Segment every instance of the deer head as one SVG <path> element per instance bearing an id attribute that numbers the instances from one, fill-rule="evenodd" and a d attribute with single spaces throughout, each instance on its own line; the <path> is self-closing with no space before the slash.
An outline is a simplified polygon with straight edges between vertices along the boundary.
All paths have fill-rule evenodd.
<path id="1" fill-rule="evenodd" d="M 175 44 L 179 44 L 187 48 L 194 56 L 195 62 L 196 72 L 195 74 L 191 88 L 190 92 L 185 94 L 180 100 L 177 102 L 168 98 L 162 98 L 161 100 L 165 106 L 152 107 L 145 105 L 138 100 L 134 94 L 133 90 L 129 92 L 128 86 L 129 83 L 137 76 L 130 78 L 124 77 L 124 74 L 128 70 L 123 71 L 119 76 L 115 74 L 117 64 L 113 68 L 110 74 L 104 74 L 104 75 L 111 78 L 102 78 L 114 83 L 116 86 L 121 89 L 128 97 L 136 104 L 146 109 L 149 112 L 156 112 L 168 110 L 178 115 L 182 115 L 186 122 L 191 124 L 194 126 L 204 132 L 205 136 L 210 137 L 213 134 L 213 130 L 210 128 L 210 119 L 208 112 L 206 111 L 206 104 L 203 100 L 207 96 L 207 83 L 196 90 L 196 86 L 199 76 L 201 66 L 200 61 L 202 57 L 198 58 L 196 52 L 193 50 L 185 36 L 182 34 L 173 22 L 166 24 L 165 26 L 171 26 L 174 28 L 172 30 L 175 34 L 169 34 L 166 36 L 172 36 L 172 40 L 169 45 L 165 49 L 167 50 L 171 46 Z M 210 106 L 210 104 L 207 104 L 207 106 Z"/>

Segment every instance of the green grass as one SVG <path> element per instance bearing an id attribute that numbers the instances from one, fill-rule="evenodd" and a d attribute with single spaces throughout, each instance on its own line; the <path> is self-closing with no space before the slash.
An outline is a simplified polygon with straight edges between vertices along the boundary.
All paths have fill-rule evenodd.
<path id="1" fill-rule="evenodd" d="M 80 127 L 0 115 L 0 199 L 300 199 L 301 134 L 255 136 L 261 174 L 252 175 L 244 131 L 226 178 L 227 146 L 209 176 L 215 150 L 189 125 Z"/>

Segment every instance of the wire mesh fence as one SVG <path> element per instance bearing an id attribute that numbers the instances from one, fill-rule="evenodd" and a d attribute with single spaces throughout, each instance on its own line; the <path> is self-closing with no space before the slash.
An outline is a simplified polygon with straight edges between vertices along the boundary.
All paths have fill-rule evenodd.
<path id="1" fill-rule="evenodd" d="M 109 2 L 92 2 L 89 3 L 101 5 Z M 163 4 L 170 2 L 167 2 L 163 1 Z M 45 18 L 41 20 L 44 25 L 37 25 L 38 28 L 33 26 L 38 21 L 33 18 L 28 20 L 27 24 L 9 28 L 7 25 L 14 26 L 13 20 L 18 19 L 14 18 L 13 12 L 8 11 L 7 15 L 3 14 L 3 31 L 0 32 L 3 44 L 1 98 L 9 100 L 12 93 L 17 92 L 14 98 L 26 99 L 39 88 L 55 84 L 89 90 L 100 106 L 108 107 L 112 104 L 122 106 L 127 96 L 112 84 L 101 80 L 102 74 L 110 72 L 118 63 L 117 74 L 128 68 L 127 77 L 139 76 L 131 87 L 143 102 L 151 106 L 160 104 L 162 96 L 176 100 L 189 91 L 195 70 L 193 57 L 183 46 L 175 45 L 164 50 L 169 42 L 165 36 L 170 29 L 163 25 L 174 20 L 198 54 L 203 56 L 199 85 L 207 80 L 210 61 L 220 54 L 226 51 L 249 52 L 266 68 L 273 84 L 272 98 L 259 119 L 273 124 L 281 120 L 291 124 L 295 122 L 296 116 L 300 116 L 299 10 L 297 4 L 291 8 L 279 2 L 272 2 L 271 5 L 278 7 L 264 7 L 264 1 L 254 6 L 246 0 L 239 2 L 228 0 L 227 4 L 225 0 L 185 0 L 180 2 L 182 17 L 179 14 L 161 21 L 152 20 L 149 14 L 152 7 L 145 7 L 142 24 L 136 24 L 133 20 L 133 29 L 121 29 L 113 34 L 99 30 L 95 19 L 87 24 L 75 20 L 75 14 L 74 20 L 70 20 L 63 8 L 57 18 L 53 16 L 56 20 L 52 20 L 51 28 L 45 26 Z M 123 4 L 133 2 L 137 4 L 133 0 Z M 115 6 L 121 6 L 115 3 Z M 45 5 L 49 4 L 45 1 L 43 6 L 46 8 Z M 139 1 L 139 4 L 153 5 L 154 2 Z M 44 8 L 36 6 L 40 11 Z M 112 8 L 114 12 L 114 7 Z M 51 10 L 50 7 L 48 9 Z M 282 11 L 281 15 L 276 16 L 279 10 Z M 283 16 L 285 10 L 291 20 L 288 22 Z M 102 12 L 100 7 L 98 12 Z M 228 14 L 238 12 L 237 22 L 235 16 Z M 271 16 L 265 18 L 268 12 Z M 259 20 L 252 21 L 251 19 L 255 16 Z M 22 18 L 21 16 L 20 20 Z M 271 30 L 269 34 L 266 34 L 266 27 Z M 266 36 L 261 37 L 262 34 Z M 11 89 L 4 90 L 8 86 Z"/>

» YOUR GOAL:
Repeat the lines of all three items, switching "simplified polygon" to "closed polygon" wherever it appears and leaving everything else as it stands.

» THE RESULT:
Segment every instance of the deer head as one SVG <path> element per instance bearing an id attribute that numbers the instances from one, fill-rule="evenodd" and a d attribute with single spaces throughout, each instance on its own line; the <path> is self-closing with no space before the slash.
An outline is a closed polygon with straight edges between vertices along the boundary.
All paths have fill-rule evenodd.
<path id="1" fill-rule="evenodd" d="M 175 44 L 179 44 L 187 48 L 194 56 L 195 62 L 196 72 L 195 74 L 191 88 L 190 92 L 185 94 L 180 100 L 177 102 L 168 98 L 162 98 L 161 100 L 165 106 L 152 107 L 145 105 L 138 100 L 134 94 L 133 90 L 129 92 L 128 86 L 129 83 L 137 76 L 130 78 L 124 77 L 124 74 L 128 70 L 123 71 L 119 76 L 115 74 L 117 64 L 113 68 L 110 74 L 104 74 L 104 75 L 111 78 L 102 78 L 114 83 L 116 86 L 121 89 L 128 97 L 136 104 L 146 109 L 149 112 L 156 112 L 168 110 L 178 115 L 182 115 L 186 122 L 191 124 L 194 126 L 204 132 L 205 136 L 210 137 L 213 134 L 213 130 L 210 128 L 210 119 L 208 112 L 206 111 L 206 104 L 203 100 L 207 96 L 207 83 L 196 90 L 196 86 L 199 76 L 201 66 L 200 61 L 202 57 L 198 58 L 196 52 L 193 50 L 185 36 L 182 34 L 173 22 L 166 24 L 165 26 L 171 26 L 174 28 L 172 30 L 175 34 L 169 34 L 166 36 L 172 36 L 172 40 L 169 45 L 165 49 L 167 50 L 171 46 Z M 210 106 L 210 104 L 207 104 L 207 106 Z"/>

Segment every instance of the green grass as one SVG <path> element per instance bearing an id attribute that numbers the instances from one, fill-rule="evenodd" and a d attribute with single spaces throughout, each instance on its own line; the <path> is self-closing with no space before the slash.
An outline is a closed polygon with straight edges between vertices along the boundary.
All paths have fill-rule evenodd.
<path id="1" fill-rule="evenodd" d="M 80 127 L 0 115 L 0 199 L 300 199 L 301 134 L 255 136 L 261 174 L 252 175 L 244 131 L 226 178 L 227 146 L 209 176 L 215 150 L 189 125 Z"/>

Segment every instance of the wire mesh fence as one SVG <path> element per instance bearing an id attribute that numbers the instances from one, fill-rule="evenodd" and a d attribute with single spaces throughout, each instance on its own line; the <path> is self-closing with no space before the slash.
An outline is a closed polygon with straight edges between vertices along the boundary.
All paths have fill-rule evenodd.
<path id="1" fill-rule="evenodd" d="M 109 2 L 92 2 L 89 3 L 101 5 Z M 163 4 L 170 2 L 167 2 L 163 1 Z M 45 18 L 41 20 L 44 25 L 37 25 L 38 28 L 33 26 L 38 21 L 33 18 L 28 20 L 27 24 L 9 28 L 7 25 L 14 26 L 13 20 L 18 19 L 14 18 L 13 12 L 8 11 L 7 15 L 3 14 L 3 31 L 0 32 L 3 44 L 1 98 L 9 100 L 12 93 L 17 92 L 14 98 L 26 99 L 39 88 L 55 84 L 89 90 L 100 106 L 108 107 L 112 104 L 122 106 L 127 96 L 112 84 L 101 80 L 102 74 L 110 72 L 118 63 L 117 74 L 128 68 L 127 77 L 139 76 L 131 87 L 143 102 L 151 106 L 160 104 L 162 96 L 176 100 L 189 91 L 195 70 L 193 57 L 183 46 L 175 45 L 164 50 L 169 42 L 165 36 L 170 29 L 163 25 L 174 20 L 198 54 L 203 56 L 199 85 L 207 80 L 210 61 L 220 54 L 226 51 L 249 52 L 266 68 L 273 84 L 272 98 L 259 119 L 273 124 L 281 120 L 291 124 L 295 122 L 296 116 L 300 116 L 299 10 L 297 4 L 291 8 L 279 2 L 272 2 L 271 5 L 278 7 L 264 7 L 264 1 L 254 6 L 246 0 L 239 2 L 228 0 L 227 4 L 225 0 L 185 0 L 180 2 L 182 17 L 179 14 L 161 21 L 152 20 L 149 14 L 152 7 L 145 7 L 142 24 L 136 24 L 133 20 L 133 29 L 121 29 L 113 34 L 99 30 L 95 19 L 87 24 L 75 20 L 75 14 L 74 20 L 70 20 L 63 8 L 57 18 L 53 16 L 56 20 L 52 20 L 51 28 L 45 26 Z M 123 4 L 133 2 L 137 4 L 133 0 Z M 115 6 L 121 6 L 115 3 Z M 45 5 L 49 4 L 45 1 L 43 6 L 46 8 Z M 139 1 L 139 4 L 153 5 L 154 2 Z M 44 8 L 36 6 L 40 11 Z M 112 8 L 114 12 L 114 7 Z M 51 10 L 50 7 L 48 9 Z M 282 11 L 281 15 L 276 16 L 279 10 Z M 283 16 L 285 10 L 291 20 L 288 22 Z M 102 12 L 100 7 L 98 12 Z M 228 14 L 238 12 L 237 22 L 235 16 Z M 271 16 L 265 18 L 268 12 Z M 259 20 L 252 21 L 251 19 L 255 16 Z M 22 18 L 21 16 L 20 20 Z M 271 30 L 269 34 L 266 34 L 266 27 Z M 266 36 L 261 37 L 262 34 Z M 11 89 L 4 90 L 8 86 Z"/>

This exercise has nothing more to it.